> [QUESITI DA RISOLVERE]:
• A. Rispondi alle domande seguenti in base alla recensione di «Storia della mia calvizie».
(i) Di quale città è la ricca famiglia dell'io narrante?
(ii) Quale strumento suona uno dei due fratelli?
(iii) Quale capo di abbigliamento ama indossare quasi sempre la madre?
• B. Trascrivi fedelmente il passo della recensione di «Storia della mia calvizie» che comincia con "La situazione per" e termina con "meglio, minuscolo, ridicolo.".

Arnon Grunberg
La Repubblica,
2003-11-17
2003-11-17, La Repubblica

Storia della mia calvizie


Susanne Nirenstein

Questa è la stora amara e strafottente di un adolescente e delle sue infinite frustrazioni. Di un giovane Holden meno determinato ma altrettanto scocciato dalle novità che la vita propone a quell’età e teso a percorrerle, così come ad eliminare l’invadenza e la nefasta influenza dei propri genitori. Un romanzo di formazione? Beh, in un certo senso, tenuto conto di uno spesso, totale, gioco dell’assurdo. Il fatto è che l’io narrante si trova ad affrontare i fatidici quattordici/quindici anni in una ricca famiglia viennese tirannizzata da una madre bella, ciclotimica, egocentrica, colta, esibizionista (basterà dire che ama indossare quasi sempre hot pants di tutti i colori e a volte anche di pelle rossa?), contornata da diecimila amanti di ogni genere, belli, brutti, ricchi e poveri, per una notte, un’ora, un viaggio, un appuntamento settimanale, fate voi, comunque non nascosti né ai figli allibiti né al marito assorbito dal proprio lavoro, chiuso, come per necessità, in un castello di gomma indifferente fatto di orari, pranzi famigliari comme il faut, portate impeccabili, modi ineccepibili. Accanto, due fratelli, uno considerato in casa un violinista geniale, convinto di riscuotere entro due anni i successi di Yeudi Menuhim e sempre occupato a impomatarsi le delcate mani, l’altro fragile e isterico, pronto a urlare non appena l’attenzione si sposta da lui a qualcun altro.
La situazione per il ragazzo, insomma, non è entusiasmante, tanto più se, carcando una scappatoia da tutto ciò nella ricerca dell’amore, anzi dell’amourfou, e trovata finalmente l’occasione in cui dar prova del proprio ardore, il giovanotto scopre di avere un organo sesuale troppo piccolo, diciamo meglio, minuscolo, ridicolo.

> [MATERIALE FORNITO]:
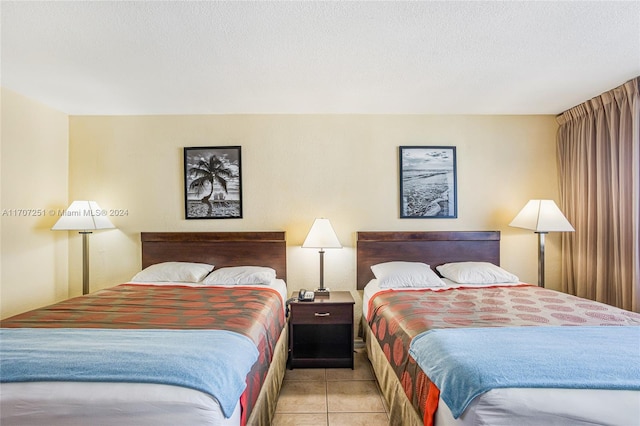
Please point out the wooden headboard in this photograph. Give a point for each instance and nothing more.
(217, 248)
(433, 248)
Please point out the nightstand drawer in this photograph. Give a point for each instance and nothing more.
(321, 314)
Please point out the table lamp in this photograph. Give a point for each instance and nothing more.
(321, 236)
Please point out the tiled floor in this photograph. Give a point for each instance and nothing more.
(331, 397)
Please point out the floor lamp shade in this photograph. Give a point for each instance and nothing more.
(541, 217)
(84, 217)
(321, 236)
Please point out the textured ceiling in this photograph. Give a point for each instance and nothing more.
(188, 57)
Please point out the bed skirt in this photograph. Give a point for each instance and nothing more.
(401, 412)
(265, 406)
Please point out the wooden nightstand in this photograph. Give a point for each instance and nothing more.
(321, 332)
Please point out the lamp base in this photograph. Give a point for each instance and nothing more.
(322, 293)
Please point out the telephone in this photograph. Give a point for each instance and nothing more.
(305, 296)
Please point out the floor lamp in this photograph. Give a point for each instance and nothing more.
(542, 217)
(321, 236)
(85, 217)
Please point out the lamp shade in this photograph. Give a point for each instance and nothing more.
(83, 216)
(542, 216)
(321, 235)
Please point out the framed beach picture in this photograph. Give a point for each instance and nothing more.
(213, 185)
(428, 182)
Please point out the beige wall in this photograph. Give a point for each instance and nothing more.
(295, 168)
(299, 167)
(34, 182)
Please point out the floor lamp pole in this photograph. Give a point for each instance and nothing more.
(541, 258)
(85, 261)
(321, 269)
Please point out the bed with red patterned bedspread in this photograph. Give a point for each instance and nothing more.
(395, 317)
(255, 313)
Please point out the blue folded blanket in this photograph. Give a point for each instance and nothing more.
(211, 361)
(463, 363)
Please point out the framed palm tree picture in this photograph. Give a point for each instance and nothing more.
(213, 185)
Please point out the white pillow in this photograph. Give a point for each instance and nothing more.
(185, 272)
(406, 275)
(238, 275)
(476, 273)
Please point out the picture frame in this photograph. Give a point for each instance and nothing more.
(213, 182)
(428, 182)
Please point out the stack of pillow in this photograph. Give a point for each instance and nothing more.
(205, 274)
(420, 275)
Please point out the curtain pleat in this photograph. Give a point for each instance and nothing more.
(598, 155)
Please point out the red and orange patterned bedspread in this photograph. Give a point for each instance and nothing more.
(396, 317)
(256, 313)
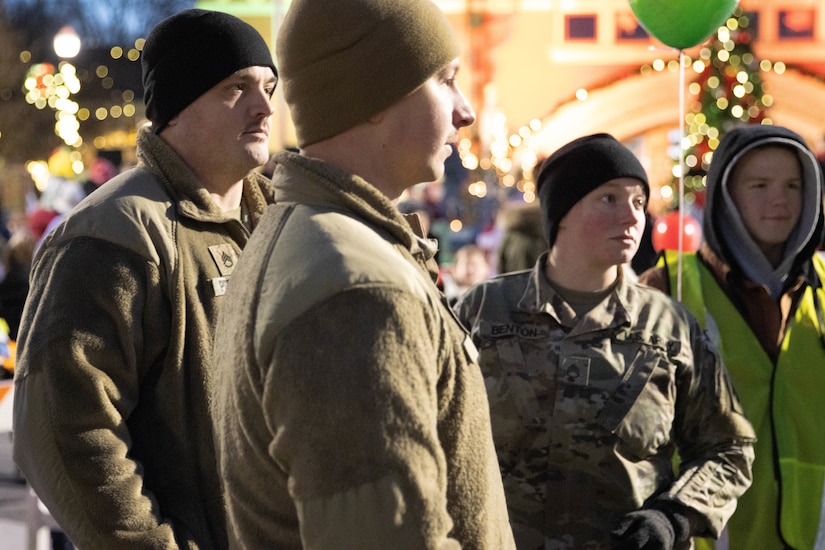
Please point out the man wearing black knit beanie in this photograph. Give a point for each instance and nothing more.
(112, 421)
(596, 381)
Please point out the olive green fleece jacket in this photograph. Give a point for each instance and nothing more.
(349, 410)
(111, 413)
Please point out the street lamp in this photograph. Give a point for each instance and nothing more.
(66, 43)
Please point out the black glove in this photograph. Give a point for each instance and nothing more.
(651, 529)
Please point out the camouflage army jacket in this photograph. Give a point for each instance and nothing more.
(588, 413)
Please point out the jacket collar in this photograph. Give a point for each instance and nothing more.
(337, 189)
(192, 199)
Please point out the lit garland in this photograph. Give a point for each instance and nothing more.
(47, 86)
(728, 91)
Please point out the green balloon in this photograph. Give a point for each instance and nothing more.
(682, 23)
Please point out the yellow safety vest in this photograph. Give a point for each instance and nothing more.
(785, 404)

> [SOLUZIONI DEI QUESITI]:
• A.
(i) La famiglia è di Vienna.
(ii) Suona il violino, perché in casa è considerato un violinista geniale.
(iii) La madre ama indossare quasi sempre hot pants di tutti i colori.

• B.
La situazione per il ragazzo, insomma, non è entusiasmante, tanto più se, carcando una scappatoia da tutto ciò nella ricerca dell’amore, anzi dell’amourfou, e trovata finalmente l’occasione in cui dar prova del proprio ardore, il giovanotto scopre di avere un organo sesuale troppo piccolo, diciamo meglio, minuscolo, ridicolo.